§ **Data to process**

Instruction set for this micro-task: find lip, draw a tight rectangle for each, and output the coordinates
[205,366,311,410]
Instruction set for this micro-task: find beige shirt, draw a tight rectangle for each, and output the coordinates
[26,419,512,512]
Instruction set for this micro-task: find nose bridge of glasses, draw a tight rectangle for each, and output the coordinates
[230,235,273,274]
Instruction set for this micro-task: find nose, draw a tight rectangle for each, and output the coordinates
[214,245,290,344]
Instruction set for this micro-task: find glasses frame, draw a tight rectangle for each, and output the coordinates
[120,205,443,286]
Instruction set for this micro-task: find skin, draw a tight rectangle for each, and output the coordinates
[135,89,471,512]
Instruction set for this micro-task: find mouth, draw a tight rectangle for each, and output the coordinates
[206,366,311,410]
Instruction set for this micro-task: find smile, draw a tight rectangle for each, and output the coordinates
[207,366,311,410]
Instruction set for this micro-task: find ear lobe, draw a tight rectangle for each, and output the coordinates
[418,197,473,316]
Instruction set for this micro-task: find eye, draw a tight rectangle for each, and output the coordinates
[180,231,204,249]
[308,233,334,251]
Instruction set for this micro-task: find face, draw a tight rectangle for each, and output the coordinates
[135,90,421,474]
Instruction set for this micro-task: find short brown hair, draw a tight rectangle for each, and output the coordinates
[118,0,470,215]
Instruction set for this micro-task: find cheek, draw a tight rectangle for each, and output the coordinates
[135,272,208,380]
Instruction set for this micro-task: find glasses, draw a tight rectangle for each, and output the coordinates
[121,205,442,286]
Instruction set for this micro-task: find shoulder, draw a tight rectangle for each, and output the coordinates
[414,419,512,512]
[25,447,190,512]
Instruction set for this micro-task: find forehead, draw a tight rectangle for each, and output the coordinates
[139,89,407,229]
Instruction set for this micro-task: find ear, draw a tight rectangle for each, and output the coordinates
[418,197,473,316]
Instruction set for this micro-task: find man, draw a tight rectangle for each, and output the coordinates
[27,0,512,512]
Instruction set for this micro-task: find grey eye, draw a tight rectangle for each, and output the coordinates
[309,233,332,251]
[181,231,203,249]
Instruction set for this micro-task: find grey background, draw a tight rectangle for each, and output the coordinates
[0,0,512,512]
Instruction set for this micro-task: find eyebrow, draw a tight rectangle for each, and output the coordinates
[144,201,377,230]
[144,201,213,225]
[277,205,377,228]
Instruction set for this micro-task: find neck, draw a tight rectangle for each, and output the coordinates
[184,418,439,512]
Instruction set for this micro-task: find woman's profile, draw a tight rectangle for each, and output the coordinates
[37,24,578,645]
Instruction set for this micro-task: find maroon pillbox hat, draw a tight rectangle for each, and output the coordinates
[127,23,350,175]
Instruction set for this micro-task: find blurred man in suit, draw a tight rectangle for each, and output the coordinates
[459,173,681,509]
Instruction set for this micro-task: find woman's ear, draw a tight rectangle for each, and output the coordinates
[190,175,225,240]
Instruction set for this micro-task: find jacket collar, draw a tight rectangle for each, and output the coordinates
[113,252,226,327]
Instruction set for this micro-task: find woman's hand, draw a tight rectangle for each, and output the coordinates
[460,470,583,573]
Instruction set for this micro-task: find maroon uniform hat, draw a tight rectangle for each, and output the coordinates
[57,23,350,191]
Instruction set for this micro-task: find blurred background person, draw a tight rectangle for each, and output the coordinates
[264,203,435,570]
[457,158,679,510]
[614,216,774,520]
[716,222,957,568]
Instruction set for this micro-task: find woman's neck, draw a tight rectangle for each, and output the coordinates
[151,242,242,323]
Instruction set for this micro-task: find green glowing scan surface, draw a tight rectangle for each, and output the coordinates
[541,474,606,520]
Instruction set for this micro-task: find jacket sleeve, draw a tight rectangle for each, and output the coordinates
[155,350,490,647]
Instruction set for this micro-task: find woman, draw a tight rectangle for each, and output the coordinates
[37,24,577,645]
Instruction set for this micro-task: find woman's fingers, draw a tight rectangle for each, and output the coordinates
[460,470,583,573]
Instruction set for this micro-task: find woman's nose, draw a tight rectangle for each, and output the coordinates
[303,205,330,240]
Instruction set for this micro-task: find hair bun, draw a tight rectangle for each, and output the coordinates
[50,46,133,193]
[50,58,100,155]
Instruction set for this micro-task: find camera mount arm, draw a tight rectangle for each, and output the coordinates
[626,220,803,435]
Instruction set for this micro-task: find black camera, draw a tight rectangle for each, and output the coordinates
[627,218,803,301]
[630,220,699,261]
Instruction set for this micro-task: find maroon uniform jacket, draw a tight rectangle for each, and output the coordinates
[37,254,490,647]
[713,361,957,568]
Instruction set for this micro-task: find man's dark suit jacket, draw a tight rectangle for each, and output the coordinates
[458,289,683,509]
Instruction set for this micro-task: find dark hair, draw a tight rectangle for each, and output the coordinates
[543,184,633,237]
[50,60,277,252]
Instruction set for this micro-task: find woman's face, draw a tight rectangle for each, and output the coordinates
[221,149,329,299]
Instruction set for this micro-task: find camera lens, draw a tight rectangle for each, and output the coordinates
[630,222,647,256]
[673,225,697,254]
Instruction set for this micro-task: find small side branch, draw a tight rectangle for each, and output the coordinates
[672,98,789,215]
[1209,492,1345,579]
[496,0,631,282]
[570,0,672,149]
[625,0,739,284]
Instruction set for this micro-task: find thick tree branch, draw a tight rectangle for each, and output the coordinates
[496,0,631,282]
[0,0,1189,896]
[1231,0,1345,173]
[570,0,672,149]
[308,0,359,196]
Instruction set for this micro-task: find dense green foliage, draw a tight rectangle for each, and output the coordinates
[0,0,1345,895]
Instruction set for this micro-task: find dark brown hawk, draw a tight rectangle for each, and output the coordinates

§ **Written task**
Rewrite every line of the material above as a Markdown table with two columns, Row and Line. Number the rows in order, and leave out any blank lines.

§ **Final result**
| Row | Line |
|---|---|
| 1 | Instruction set for this micro-task: find lip, draw a tight rectangle for each, and output the coordinates |
| 2 | [205,366,311,410] |
| 3 | Instruction set for this micro-task: find beige shirt, draw a tight rectangle for each, and output the coordinates |
| 4 | [26,419,512,512] |
| 5 | Instruction set for this micro-task: find nose bridge of glasses, draw a tight rectangle for each, and output the coordinates |
| 6 | [230,235,273,274] |
| 7 | Instruction set for this micro-task: find nose, draw a tight rectangle for each, and output the coordinates |
| 8 | [214,245,290,344] |
| 9 | Instruction set for this micro-task: find glasses frame, draw a tight rectangle for each, and output the coordinates |
| 10 | [120,205,443,286] |
| 11 | Instruction set for this micro-task: find skin, draw a tight rectangle for each, and output the coordinates |
| 12 | [135,89,471,512] |
| 13 | Instruction set for this micro-task: find mouth, draw a tight rectangle for each, and output the coordinates |
| 14 | [206,366,311,410] |
| 15 | Instruction set for this micro-task: find smile, draw a tight rectangle for each, and output the coordinates |
| 16 | [207,366,311,410] |
| 17 | Instruction set for this micro-task: find ear lobe, draw a tight rectangle for each, and output the coordinates |
| 18 | [418,197,473,316] |
| 19 | Instruction set for this micro-task: find eye, draw a tight rectangle for each, and output the coordinates |
| 20 | [180,231,204,249] |
| 21 | [308,233,334,251] |
| 22 | Instruction set for this micro-task: find face, draw a tight rectangle for each, and output the coordinates |
| 23 | [135,90,421,474] |
| 24 | Instruction set for this micro-task: find short brown hair, draw a tight rectangle for each, and output the coordinates |
| 25 | [118,0,470,215] |
| 26 | Instruction set for this micro-task: find cheek, draw a tight rectangle for each, and output the coordinates |
| 27 | [135,272,208,380] |
| 28 | Instruction set for this micro-task: find glasses, draw a tight rectangle for each, and output the coordinates |
| 29 | [121,205,442,286] |
| 30 | Instruction set for this micro-task: find shoulder, draw a tight rectangle for each, and output the coordinates |
| 31 | [414,419,512,512] |
| 32 | [25,447,190,512] |
| 33 | Instruction set for this micro-task: find forehead, draw a tight rectangle for each, and output the coordinates |
| 34 | [139,89,407,229] |
| 35 | Instruction set for this micro-task: find ear, draw a tight rectangle for each, and output the coordinates |
| 36 | [418,197,473,316] |
| 37 | Instruction set for this micro-task: find man, draw a tight rectangle for each, and output the coordinates |
| 38 | [27,0,512,512] |
| 39 | Instruction set for this micro-task: find grey eye, draw a tight rectangle for each, and output the coordinates |
| 40 | [309,233,332,251] |
| 41 | [181,231,203,249] |
| 42 | Instruction set for this micro-task: find grey background, draw a tight rectangle for each, and output the coordinates |
| 43 | [0,0,512,512] |
| 44 | Instruction set for this micro-task: find eyebrow, draw a tight rectangle for each, and output the coordinates |
| 45 | [144,201,377,230] |
| 46 | [144,201,213,225] |
| 47 | [277,205,377,228] |
| 48 | Instruction set for this micro-task: find neck, draw a tight rectangle for each, and output the coordinates |
| 49 | [184,418,439,512] |
| 50 | Instruction set for this micro-task: find woman's profile, draw a tight rectangle for each, and output the coordinates |
| 51 | [37,24,578,645] |
| 52 | Instruction set for this micro-task: find maroon pillbox hat, draw a tight rectangle for each, and output the coordinates |
| 53 | [127,23,350,175] |
| 54 | Instruction set for this micro-task: find blurred man in suit, draw a tight rectangle for each, and output the coordinates |
| 55 | [459,173,681,509] |
| 56 | Instruction set for this micro-task: find woman's ear, draw a tight rectangle for each, and output the coordinates |
| 57 | [190,175,225,240] |
| 58 | Instruction set for this micro-task: find jacket collar, draw a tight rectangle for each, and output the coordinates |
| 59 | [113,252,226,327] |
| 60 | Instruction set for this micro-task: find woman's hand, draw a tight rectangle for each, and output the coordinates |
| 61 | [460,470,583,573] |
| 62 | Instruction set for this micro-task: find maroon uniform hat, draw a tight rectangle for each, and output the coordinates |
| 63 | [57,23,350,191] |
| 64 | Instruction set for this micro-task: find blurred background person, draw a tight rectangle for each, and output the coordinates |
| 65 | [264,203,435,570] |
| 66 | [457,158,679,510] |
| 67 | [614,216,774,520] |
| 68 | [716,222,957,568] |
| 69 | Instruction set for this micro-task: find woman's neck, draw a tight rectangle for each, and output the coordinates |
| 70 | [151,242,242,323] |
| 71 | Instruction set for this micro-task: find green glowing scan surface, draw a tight rectangle for each, and output the coordinates |
| 72 | [541,474,606,520] |
| 73 | Instruction set for this micro-task: find jacket sleeve, draw a tight rectangle for each, and output the coordinates |
| 74 | [155,350,490,647] |
| 75 | Instruction set for this micro-task: find woman, draw a tight rectangle for each, and output the coordinates |
| 76 | [37,24,577,645] |
| 77 | Instruction set for this micro-task: find woman's fingers, draw a tight rectangle for each, and output the coordinates |
| 78 | [460,470,583,573] |
| 79 | Instruction set for this micro-task: find woman's nose, draw a tight rectangle for each, and output the coordinates |
| 80 | [303,205,330,240] |
| 81 | Instruction set for this micro-task: find hair bun, draw a tight rectangle for each, and output the coordinates |
| 82 | [50,46,133,193] |
| 83 | [50,58,100,155] |
| 84 | Instruction set for this micro-task: find camera mount arm, draw a tight rectangle for each, and output the coordinates |
| 85 | [626,220,803,435] |
| 86 | Instruction set for this micro-task: find black camera, draw a tight rectangle for each, and output the coordinates |
| 87 | [627,218,803,301] |
| 88 | [630,220,699,261] |
| 89 | Instruction set for this micro-task: find maroon uniform jacket, draw a tight rectangle for each, and output the coordinates |
| 90 | [37,254,490,647] |
| 91 | [713,361,957,568] |
| 92 | Instruction set for this micro-task: find man's dark suit jacket, draw a tight rectangle for each, and output the coordinates |
| 93 | [458,289,683,509] |
| 94 | Instruction set for this micro-task: find dark hair, draw a tight rectangle for each, and output the coordinates |
| 95 | [543,184,633,237] |
| 96 | [50,60,277,252] |
| 97 | Instruction set for this micro-task: find woman's face, draw a tight rectangle for each, and output the coordinates |
| 98 | [221,149,329,299] |
| 99 | Instruction set for this micro-task: find camera lens, draw a tight rectangle for each, and output the coordinates |
| 100 | [630,222,647,256] |
| 101 | [673,225,697,254] |
| 102 | Instruction set for this micro-task: find small side branch, draw a tight rectangle for each, and output the coordinates |
| 103 | [672,98,789,215] |
| 104 | [1209,492,1345,579] |
| 105 | [496,0,631,282] |
| 106 | [570,0,672,149] |
| 107 | [625,0,739,284] |
| 108 | Instruction set for this micro-task: find thick tree branch, draw a tight rectangle for each, and output the coordinates |
| 109 | [496,0,631,282] |
| 110 | [0,0,1189,896] |
| 111 | [1231,0,1345,173] |
| 112 | [570,0,672,149] |
| 113 | [308,0,359,196] |
| 114 | Instruction set for this micro-task: find dense green foliage, draw a tight rectangle for each, and output the coordinates |
| 115 | [0,0,1345,895] |
| 116 | Instruction set for this micro-task: find dark brown hawk, draw a tight rectangle for each, and output the coordinates |